--- MATERIAL ---

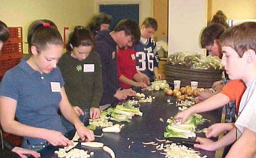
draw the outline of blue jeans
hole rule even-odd
[[[21,144],[21,147],[35,151],[39,151],[49,145],[50,143],[47,142],[41,142],[36,145],[32,145],[28,142],[27,139],[24,138]]]
[[[81,122],[82,122],[85,126],[89,125],[89,118],[90,118],[90,112],[88,109],[84,110],[84,115],[80,115],[78,116]],[[62,115],[61,117],[61,119],[62,125],[64,126],[67,130],[67,132],[68,132],[74,129],[74,125],[71,124]]]

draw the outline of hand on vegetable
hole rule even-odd
[[[159,73],[155,73],[155,77],[157,79],[162,79],[162,75]]]
[[[127,98],[127,95],[123,91],[121,90],[117,90],[114,97],[119,100],[124,99]]]
[[[95,107],[91,107],[90,109],[90,118],[95,119],[100,116],[100,109]]]
[[[28,150],[24,148],[21,148],[19,147],[15,147],[12,150],[12,151],[15,152],[20,158],[27,158],[25,155],[31,155],[34,158],[39,158],[40,157],[40,153],[33,151],[30,150]]]
[[[204,90],[204,91],[197,91],[197,94],[198,97],[198,99],[196,99],[196,101],[200,102],[210,97],[215,93],[213,93],[211,90],[209,89],[206,89]],[[196,102],[196,103],[197,103],[198,102]]]
[[[148,87],[148,85],[144,82],[136,82],[135,86],[141,88],[146,88]]]
[[[122,91],[128,96],[136,96],[136,92],[133,90],[132,89],[131,89],[131,88],[125,89]]]
[[[78,126],[75,126],[76,132],[82,141],[91,142],[94,140],[94,134],[93,131],[90,130],[83,125],[81,123]]]
[[[175,120],[174,120],[174,123],[175,124],[177,124],[178,122],[180,122],[180,120],[179,119],[175,119],[175,118],[182,118],[182,122],[181,124],[183,124],[185,123],[185,121],[188,119],[189,117],[192,114],[189,112],[189,109],[185,110],[183,111],[182,111],[181,112],[178,112],[176,115],[175,116]]]
[[[215,82],[212,86],[212,88],[216,91],[217,92],[220,92],[223,86],[224,86],[222,80]]]
[[[225,131],[229,131],[233,127],[231,123],[217,123],[211,125],[208,128],[208,132],[205,133],[206,138],[217,137]]]
[[[216,142],[210,139],[205,138],[197,137],[195,141],[199,142],[200,144],[195,144],[195,148],[205,150],[209,151],[214,151],[218,149],[215,145]]]
[[[44,132],[46,135],[44,139],[52,145],[54,146],[73,145],[73,143],[65,137],[60,132],[50,130],[47,130],[47,131]]]
[[[143,80],[143,82],[145,83],[148,85],[150,85],[150,79],[149,79],[149,78],[148,77],[148,76],[140,71],[138,71],[138,73],[139,74],[139,76],[140,76],[140,77]]]
[[[83,112],[82,110],[81,109],[81,108],[79,107],[75,106],[73,106],[73,107],[77,115],[80,116],[80,115],[83,115],[84,114],[84,113]]]

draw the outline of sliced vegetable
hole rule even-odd
[[[104,132],[119,133],[121,131],[121,127],[119,124],[115,124],[113,126],[102,128],[102,132]]]
[[[87,127],[87,128],[89,128],[89,129],[92,130],[93,131],[94,131],[94,130],[96,130],[96,125],[93,125],[93,124],[90,125],[86,127]]]
[[[113,150],[111,149],[110,147],[109,147],[108,146],[103,146],[103,150],[105,151],[106,152],[108,152],[109,155],[111,156],[112,158],[115,158],[115,152],[113,151]]]
[[[113,112],[111,114],[111,120],[113,120],[117,122],[126,121],[130,122],[131,121],[128,119],[128,116],[127,115],[121,115],[115,112]]]
[[[101,142],[87,142],[81,143],[81,145],[91,147],[92,148],[102,148],[104,144]]]
[[[208,132],[208,129],[207,128],[205,128],[202,130],[195,131],[195,132],[196,133],[201,133],[201,132],[206,133]]]

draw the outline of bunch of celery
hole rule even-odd
[[[134,115],[142,115],[139,107],[134,107],[128,104],[117,105],[111,114],[110,119],[118,122],[130,122],[128,119],[131,119]]]
[[[174,118],[171,117],[167,119],[168,124],[166,126],[166,132],[164,133],[165,138],[178,137],[188,138],[195,137],[195,128],[197,125],[206,121],[209,121],[202,118],[202,115],[193,114],[189,117],[182,125],[175,125]]]

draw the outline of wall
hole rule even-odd
[[[213,12],[221,10],[228,19],[256,19],[256,0],[212,0]]]
[[[104,4],[140,4],[140,23],[146,17],[154,16],[154,0],[94,0],[94,10],[99,10],[99,5]]]
[[[169,0],[169,54],[175,51],[205,53],[199,45],[199,35],[207,25],[207,0]]]
[[[155,0],[154,18],[157,21],[158,28],[154,33],[154,39],[168,41],[168,0]]]
[[[1,0],[0,20],[8,26],[23,26],[25,42],[27,27],[33,20],[51,20],[63,35],[63,27],[72,29],[75,25],[86,23],[94,13],[94,4],[92,0]],[[27,53],[27,45],[24,43],[23,52]]]

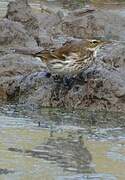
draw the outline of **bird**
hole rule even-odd
[[[39,57],[53,74],[77,75],[89,68],[96,58],[97,51],[107,41],[87,39],[64,43],[60,48],[50,48],[33,54]]]

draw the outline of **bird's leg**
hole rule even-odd
[[[59,74],[53,74],[52,77],[56,83],[61,83],[63,80],[63,77]]]
[[[68,89],[71,89],[72,85],[74,84],[75,77],[74,76],[66,76],[63,77],[63,84]]]

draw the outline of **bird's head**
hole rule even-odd
[[[93,52],[99,49],[101,46],[108,43],[109,41],[106,40],[96,40],[96,39],[87,40],[86,49]]]

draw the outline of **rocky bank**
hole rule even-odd
[[[27,0],[10,2],[6,17],[0,20],[0,99],[31,109],[124,111],[124,26],[124,17],[105,9],[60,7],[54,12],[46,3],[40,13],[33,13]],[[61,79],[45,76],[45,65],[30,53],[12,51],[15,47],[30,52],[60,47],[67,40],[82,38],[110,39],[111,43],[100,49],[95,63],[73,80],[70,88]]]

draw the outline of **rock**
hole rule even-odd
[[[20,82],[28,74],[45,70],[40,60],[31,56],[6,54],[0,57],[0,99],[19,95]],[[32,83],[29,82],[31,85]]]
[[[80,16],[79,16],[80,13]],[[97,38],[125,40],[124,17],[108,10],[81,13],[81,9],[65,16],[62,30],[76,38]]]
[[[16,0],[8,4],[6,18],[11,21],[20,22],[27,32],[34,38],[38,38],[39,24],[27,0]]]
[[[24,26],[8,19],[0,21],[0,47],[27,46],[35,47],[36,42],[30,37]]]

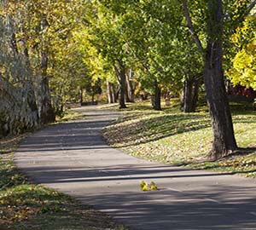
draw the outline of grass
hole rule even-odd
[[[71,112],[59,122],[79,117]],[[14,164],[14,152],[28,135],[0,140],[0,229],[125,229],[90,206],[30,183]]]
[[[148,101],[129,104],[121,118],[103,130],[103,136],[111,146],[135,157],[256,177],[256,113],[248,104],[241,103],[232,103],[231,111],[241,149],[217,162],[206,158],[212,147],[212,131],[204,105],[196,112],[185,114],[179,112],[177,99],[160,112],[152,110]]]

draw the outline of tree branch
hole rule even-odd
[[[256,0],[252,1],[244,13],[241,15],[241,17],[238,18],[239,22],[242,22],[246,19],[246,17],[250,14],[251,10],[254,8],[255,5]]]
[[[187,20],[187,26],[188,28],[189,29],[190,32],[191,32],[191,35],[192,35],[192,37],[193,37],[193,40],[195,41],[195,43],[196,43],[200,52],[201,54],[204,53],[204,49],[202,47],[202,44],[195,31],[195,28],[193,26],[193,24],[192,24],[192,20],[191,20],[191,17],[190,17],[190,14],[189,14],[189,7],[188,7],[188,3],[186,0],[183,0],[183,10],[184,10],[184,14],[185,14],[185,18],[186,18],[186,20]]]

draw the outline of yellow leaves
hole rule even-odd
[[[241,84],[256,89],[256,45],[252,43],[236,54],[233,67],[227,75],[235,85]]]
[[[140,187],[141,187],[141,191],[143,192],[159,190],[154,181],[151,181],[150,184],[148,185],[145,181],[143,181],[140,183]]]

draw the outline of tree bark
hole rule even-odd
[[[51,104],[49,78],[47,76],[48,58],[44,52],[41,53],[41,108],[40,119],[42,124],[55,121],[55,114]]]
[[[154,110],[161,110],[161,89],[158,85],[157,80],[154,81]]]
[[[198,100],[199,81],[192,78],[185,80],[183,86],[181,111],[195,112]]]
[[[215,160],[234,152],[237,146],[224,82],[222,1],[208,0],[208,12],[204,79],[214,136],[208,157]]]
[[[84,89],[80,87],[80,105],[82,106],[84,102]]]
[[[119,90],[116,89],[116,86],[113,83],[111,83],[111,90],[113,103],[117,103],[119,98]]]
[[[125,67],[119,61],[119,69],[115,68],[116,73],[119,75],[119,109],[127,108],[125,105],[125,88],[126,88],[126,76]]]
[[[41,31],[44,32],[49,26],[46,16],[44,15],[41,20]],[[45,41],[43,39],[40,52],[40,72],[41,72],[41,109],[40,119],[42,124],[47,124],[55,121],[55,113],[51,103],[50,90],[49,86],[49,77],[47,74],[48,57]]]
[[[107,81],[107,89],[108,89],[108,104],[113,103],[112,86],[111,86],[111,83],[108,81]]]
[[[134,89],[130,78],[130,74],[126,74],[125,97],[127,102],[134,102]]]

---

**AIM OF THE TASK:** Please return, unchanged, the lines above starting with the line that contains "draw the outline of **rock**" and going on through the line that contains "[[[24,26],[8,19],[0,21],[0,47],[27,46],[35,47],[36,42],[30,37]]]", with both of those lines included.

**ANSWER FOR THE TASK:**
draw the outline of **rock**
hole rule even-odd
[[[20,82],[28,74],[45,70],[40,60],[31,56],[6,54],[0,57],[0,99],[19,95]],[[32,83],[29,82],[31,85]]]
[[[80,16],[79,16],[80,13]],[[97,38],[125,40],[124,17],[108,10],[81,13],[81,9],[65,16],[62,30],[76,38]]]
[[[16,0],[8,4],[6,18],[11,21],[20,22],[27,32],[34,38],[38,38],[39,24],[27,0]]]
[[[24,26],[8,19],[0,21],[0,47],[27,46],[35,47],[36,42],[30,37]]]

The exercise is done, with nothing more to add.